» **Task brief**
Write out the entries verbatim and leave the images out of the copy.

» **Data entries**
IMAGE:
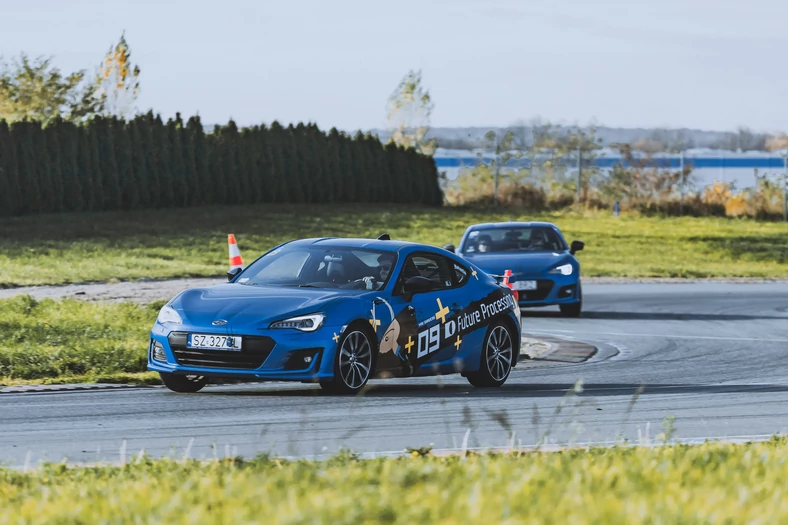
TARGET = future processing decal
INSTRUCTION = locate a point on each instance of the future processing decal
(408, 343)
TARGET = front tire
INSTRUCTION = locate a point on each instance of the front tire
(353, 365)
(496, 359)
(183, 384)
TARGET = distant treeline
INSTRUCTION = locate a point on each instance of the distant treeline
(111, 164)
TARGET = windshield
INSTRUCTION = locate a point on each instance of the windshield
(322, 267)
(516, 239)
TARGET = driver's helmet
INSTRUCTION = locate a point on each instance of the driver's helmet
(539, 238)
(484, 243)
(385, 262)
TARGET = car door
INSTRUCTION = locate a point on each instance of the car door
(435, 311)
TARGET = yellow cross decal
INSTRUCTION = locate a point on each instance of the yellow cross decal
(409, 344)
(443, 311)
(374, 322)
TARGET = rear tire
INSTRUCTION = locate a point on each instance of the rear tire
(183, 384)
(573, 310)
(497, 357)
(354, 362)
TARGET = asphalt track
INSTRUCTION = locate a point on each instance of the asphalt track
(712, 355)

» **Expected answer**
IMAGE:
TARGET = future processing decal
INSTRUCTION = locate a point on each instance of the future processing decal
(408, 343)
TARGET = front tire
INSTRUCTION = locate a point on each instance of the front tire
(353, 365)
(496, 359)
(183, 384)
TARGET = distant treeline
INSTRUCTION = locate a point on each instance of the distant treeline
(111, 164)
TARGET = windshield
INSTRUCTION = locate a point on each instance of the windshield
(322, 267)
(516, 239)
TARGET = driver's helmet
INSTRUCTION = locate a point on each instance of the driver's helmet
(539, 238)
(484, 243)
(385, 262)
TARGET = car door
INSTRUCTION = locate a point on each instance of the car door
(435, 311)
TARGET = yellow cross decal
INSTRUCTION = locate a point on each instance of the yellow cross decal
(409, 344)
(443, 311)
(374, 322)
TARGET = rear tire
INSTRUCTION = locate a point on each instance of the rear tire
(183, 384)
(573, 310)
(497, 357)
(354, 362)
TARGET = asphalt track
INSTRUCTION = locate a point on each instance of the asphalt track
(712, 355)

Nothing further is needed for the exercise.